Il y a ceux qui pensent en se rasant ; moi, c’est en prenant l’escalator. A force de le prendre plusieurs fois par jour, j’ai fini par y plaquer une certaine théorie, un semblant de philosophie. En son temps, l’escalator a été une « nouvelle technologie », une « technologie du futur », les différentes expositions universelles font état plusieurs fois de ces « trottoirs roulants et escaliers mécaniques ». On évoque souvent les nouvelles technologies (plus si nouvelles pourtant…) sous le terme de « prothèses », palliant à nos défaillances ou nous permettant d’accomplir des choses impossibles sans elles. Pourrais-je ainsi consulter autant d’articles chaque jour sans les flux RSS et les readers qui y sont associés ? Pourrais-je trouver ce que je cherche sur le web sans moteur de recherche ?
L’escalator est donc à la base une prothèse, permettant aux personnes à mobilité réduite de monter et descendre sans difficultés. Comme de nombreuses technologies, d’abord réservées à un public bien particulier, l’escalator a fini par conquérir un public plus large et par être utilisé par tout un chacun que l’on en ait un réel besoin ou pas.
Il y a ceux qui l’utilisent de manière active, ceux que l’on pourrait qualifier d’utilisateurs avancés, qui continuent de grimper tandis que l’escalator avance ; ceux qui l’utilisent de manière passive, se contentant de se faire pousser parce qu’ils ne peuvent faire autrement ou simplement parce qu’ils le veulent. C’est la liberté d’usage.

* LIGNES RÉPERTORIÉES:

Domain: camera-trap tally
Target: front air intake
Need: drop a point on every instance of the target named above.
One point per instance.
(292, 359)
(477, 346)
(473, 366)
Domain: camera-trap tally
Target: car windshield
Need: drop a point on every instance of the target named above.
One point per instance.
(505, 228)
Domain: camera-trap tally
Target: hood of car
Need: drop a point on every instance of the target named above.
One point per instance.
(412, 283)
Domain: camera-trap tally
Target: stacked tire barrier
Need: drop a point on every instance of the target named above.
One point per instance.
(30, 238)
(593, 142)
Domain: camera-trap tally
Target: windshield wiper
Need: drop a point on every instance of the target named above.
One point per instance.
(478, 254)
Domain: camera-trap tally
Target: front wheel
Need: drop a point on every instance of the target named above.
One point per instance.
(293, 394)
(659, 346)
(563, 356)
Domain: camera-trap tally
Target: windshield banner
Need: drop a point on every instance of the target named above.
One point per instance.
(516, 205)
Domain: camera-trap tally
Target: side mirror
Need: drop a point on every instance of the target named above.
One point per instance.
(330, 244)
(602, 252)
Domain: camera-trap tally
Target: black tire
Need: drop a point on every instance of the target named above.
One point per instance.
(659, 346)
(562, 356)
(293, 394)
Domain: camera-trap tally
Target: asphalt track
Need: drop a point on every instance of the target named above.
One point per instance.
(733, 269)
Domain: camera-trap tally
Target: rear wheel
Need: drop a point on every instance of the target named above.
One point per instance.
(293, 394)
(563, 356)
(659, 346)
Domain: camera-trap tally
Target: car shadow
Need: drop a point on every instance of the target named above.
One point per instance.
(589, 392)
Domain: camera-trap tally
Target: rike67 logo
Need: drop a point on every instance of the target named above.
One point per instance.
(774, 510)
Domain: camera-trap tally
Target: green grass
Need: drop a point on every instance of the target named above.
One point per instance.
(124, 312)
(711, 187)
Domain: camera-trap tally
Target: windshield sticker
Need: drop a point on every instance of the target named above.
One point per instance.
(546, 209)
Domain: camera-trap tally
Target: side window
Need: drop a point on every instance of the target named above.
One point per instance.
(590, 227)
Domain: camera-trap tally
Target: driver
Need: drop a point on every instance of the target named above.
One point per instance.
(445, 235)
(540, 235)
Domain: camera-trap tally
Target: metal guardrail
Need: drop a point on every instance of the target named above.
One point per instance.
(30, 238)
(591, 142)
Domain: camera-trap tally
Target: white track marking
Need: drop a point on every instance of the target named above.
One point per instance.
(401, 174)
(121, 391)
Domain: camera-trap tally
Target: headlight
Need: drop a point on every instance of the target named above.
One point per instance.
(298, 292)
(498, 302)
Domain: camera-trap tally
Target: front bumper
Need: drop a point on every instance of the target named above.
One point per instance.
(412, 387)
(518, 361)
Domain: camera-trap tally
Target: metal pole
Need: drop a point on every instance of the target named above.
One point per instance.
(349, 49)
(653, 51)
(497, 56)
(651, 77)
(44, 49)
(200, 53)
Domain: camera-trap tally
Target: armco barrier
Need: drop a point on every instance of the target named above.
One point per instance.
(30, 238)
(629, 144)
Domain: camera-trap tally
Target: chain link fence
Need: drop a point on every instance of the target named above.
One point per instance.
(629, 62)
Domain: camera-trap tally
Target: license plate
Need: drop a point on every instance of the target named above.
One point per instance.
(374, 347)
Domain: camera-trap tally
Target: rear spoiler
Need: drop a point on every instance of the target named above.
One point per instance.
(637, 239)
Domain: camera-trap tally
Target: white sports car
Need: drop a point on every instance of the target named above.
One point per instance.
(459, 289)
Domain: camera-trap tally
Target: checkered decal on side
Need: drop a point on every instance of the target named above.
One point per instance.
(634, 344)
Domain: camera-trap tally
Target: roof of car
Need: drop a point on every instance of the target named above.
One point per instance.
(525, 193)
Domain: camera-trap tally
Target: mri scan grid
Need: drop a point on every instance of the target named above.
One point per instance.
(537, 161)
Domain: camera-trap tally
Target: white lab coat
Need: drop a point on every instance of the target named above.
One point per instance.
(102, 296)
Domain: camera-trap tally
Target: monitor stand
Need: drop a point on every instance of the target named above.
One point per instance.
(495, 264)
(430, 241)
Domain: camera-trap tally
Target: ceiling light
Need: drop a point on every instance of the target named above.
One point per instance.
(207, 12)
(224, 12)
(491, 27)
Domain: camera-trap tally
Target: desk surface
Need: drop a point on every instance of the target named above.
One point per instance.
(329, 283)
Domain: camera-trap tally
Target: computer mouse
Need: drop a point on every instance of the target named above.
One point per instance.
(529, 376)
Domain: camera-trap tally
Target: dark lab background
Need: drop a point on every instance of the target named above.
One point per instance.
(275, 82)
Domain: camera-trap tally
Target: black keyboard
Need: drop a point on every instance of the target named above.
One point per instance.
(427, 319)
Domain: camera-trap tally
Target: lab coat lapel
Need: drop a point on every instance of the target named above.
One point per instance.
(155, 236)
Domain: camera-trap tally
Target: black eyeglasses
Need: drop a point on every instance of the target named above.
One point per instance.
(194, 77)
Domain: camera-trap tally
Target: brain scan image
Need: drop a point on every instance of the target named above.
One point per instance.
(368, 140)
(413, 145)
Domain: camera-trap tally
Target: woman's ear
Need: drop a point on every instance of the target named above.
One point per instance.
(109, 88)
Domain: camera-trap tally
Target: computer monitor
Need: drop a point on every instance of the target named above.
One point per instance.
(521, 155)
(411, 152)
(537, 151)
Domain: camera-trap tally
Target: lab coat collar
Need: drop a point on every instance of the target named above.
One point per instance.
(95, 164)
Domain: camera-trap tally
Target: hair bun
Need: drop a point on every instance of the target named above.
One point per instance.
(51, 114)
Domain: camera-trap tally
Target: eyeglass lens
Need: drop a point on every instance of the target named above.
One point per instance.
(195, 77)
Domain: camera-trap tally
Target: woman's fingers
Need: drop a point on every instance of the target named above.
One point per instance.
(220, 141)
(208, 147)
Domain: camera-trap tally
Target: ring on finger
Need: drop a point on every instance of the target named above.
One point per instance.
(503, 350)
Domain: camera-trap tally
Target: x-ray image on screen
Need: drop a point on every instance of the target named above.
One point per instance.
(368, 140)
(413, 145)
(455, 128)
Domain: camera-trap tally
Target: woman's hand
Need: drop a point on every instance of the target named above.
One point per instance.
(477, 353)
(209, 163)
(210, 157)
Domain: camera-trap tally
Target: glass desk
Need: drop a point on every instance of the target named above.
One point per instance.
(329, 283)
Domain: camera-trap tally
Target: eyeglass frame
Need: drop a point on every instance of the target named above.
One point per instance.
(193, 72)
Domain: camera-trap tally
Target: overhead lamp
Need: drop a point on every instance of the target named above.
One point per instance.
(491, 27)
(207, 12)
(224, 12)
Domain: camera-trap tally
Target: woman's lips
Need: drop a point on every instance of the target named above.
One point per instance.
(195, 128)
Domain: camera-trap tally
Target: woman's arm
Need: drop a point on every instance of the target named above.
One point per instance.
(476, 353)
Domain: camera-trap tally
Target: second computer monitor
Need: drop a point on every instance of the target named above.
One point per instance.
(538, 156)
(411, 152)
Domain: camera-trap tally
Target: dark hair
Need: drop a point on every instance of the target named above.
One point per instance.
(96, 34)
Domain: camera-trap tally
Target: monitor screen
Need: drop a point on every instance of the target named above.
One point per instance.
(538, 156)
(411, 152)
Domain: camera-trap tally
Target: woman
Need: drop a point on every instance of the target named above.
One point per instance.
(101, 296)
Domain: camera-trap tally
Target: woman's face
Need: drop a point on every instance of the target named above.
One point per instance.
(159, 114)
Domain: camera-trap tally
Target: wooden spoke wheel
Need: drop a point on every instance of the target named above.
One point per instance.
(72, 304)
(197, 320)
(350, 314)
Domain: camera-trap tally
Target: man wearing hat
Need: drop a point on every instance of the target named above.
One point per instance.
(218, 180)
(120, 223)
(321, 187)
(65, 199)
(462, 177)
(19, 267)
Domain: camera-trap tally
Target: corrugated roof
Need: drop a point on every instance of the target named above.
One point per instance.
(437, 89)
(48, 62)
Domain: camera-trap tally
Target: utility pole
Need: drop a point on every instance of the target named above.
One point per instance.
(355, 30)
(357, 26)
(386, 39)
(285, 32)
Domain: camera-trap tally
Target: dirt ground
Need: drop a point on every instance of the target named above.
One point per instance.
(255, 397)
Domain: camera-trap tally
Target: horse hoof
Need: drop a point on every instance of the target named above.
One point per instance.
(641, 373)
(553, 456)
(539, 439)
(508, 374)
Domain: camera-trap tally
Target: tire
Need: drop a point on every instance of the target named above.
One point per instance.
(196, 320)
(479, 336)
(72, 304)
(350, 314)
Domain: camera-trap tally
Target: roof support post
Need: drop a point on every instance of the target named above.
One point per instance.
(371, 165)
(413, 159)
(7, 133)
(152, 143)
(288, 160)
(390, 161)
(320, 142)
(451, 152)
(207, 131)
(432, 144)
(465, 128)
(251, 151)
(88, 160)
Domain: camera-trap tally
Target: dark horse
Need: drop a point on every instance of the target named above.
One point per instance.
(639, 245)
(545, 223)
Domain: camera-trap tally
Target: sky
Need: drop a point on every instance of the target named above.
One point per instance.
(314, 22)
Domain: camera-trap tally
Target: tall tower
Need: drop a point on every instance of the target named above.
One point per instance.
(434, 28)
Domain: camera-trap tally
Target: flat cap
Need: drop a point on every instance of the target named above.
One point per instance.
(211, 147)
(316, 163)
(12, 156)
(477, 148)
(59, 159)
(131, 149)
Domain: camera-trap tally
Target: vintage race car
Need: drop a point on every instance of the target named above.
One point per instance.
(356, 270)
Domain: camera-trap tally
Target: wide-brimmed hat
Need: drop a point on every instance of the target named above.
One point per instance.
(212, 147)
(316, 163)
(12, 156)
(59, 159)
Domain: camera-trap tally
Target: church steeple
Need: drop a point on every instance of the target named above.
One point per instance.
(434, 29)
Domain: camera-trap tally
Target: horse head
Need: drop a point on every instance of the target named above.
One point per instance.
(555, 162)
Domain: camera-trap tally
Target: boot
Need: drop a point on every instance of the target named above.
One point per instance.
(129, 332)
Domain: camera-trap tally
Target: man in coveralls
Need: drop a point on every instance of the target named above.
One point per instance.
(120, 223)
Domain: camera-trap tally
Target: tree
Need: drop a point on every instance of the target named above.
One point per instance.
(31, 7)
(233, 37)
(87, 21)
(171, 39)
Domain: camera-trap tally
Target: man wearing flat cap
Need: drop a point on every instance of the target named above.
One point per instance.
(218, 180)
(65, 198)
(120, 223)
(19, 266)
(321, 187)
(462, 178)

* À FAIRE:
a: Extrayez du texte sur l'escalator le passage qui s'ouvre sur les mots contenant « L’escalator est donc » et se ferme sur « besoin ou pas. ».
b: D'après le texte sur l'escalator, pour quelles personnes l'escalator a-t-il d'abord été pensé ?
c: Poursuivez le texte sur l'escalator à la suite de sa dernière phrase.

* RÉPONSES CI-DESSOUS:
a:
L’escalator est donc à la base une prothèse, permettant aux personnes à mobilité réduite de monter et descendre sans difficultés. Comme de nombreuses technologies, d’abord réservées à un public bien particulier, l’escalator a fini par conquérir un public plus large et par être utilisé par tout un chacun que l’on en ait un réel besoin ou pas.

b: Pour les personnes à mobilité réduite.

c:
Il y a ceux qui l’utilisent de manière peu conventionnelle, hors des règles d’usage, qui se mettent tout simplement à gauche, gênant ainsi la circulation naturelle de l’escalator. Certains le font inconsciemment, ne s’avisant qu’avec surprise de la file de gens qui grognent juste derrière eux. D’autres en sont parfaitement conscients et s’en contrefichent. Peu leur importe qu’ils dérangent. Ils agissent suivant leur bon plaisir, contrairement aux règles tacites de savoir-vivre. Ils sont chez eux… Il se pourrait même s’ils en avaient le pouvoir qu’ils fassent une loi pour ériger leur bon plaisir en privilège, en dogme, quand bien même l’ensemble des utilisateurs leur démontrerait qu’ils ont tort. Il se pourrait même qu’il trouve mille raisons à ceci car « c’est pour votre bien ».
Parfois il y a foule et nous sommes tous obligés de stagner dans l’escalator. Impossible de l’utiliser de manière active et chacun prend son mal en patience mais il arrive parfois qu’un utilisateur bouscule tout le monde pour arriver à ses fins car il est plus pressé que vous, il a d’après lui des droits supérieurs aux vôtres et il aimerait que cela soit toujours ainsi.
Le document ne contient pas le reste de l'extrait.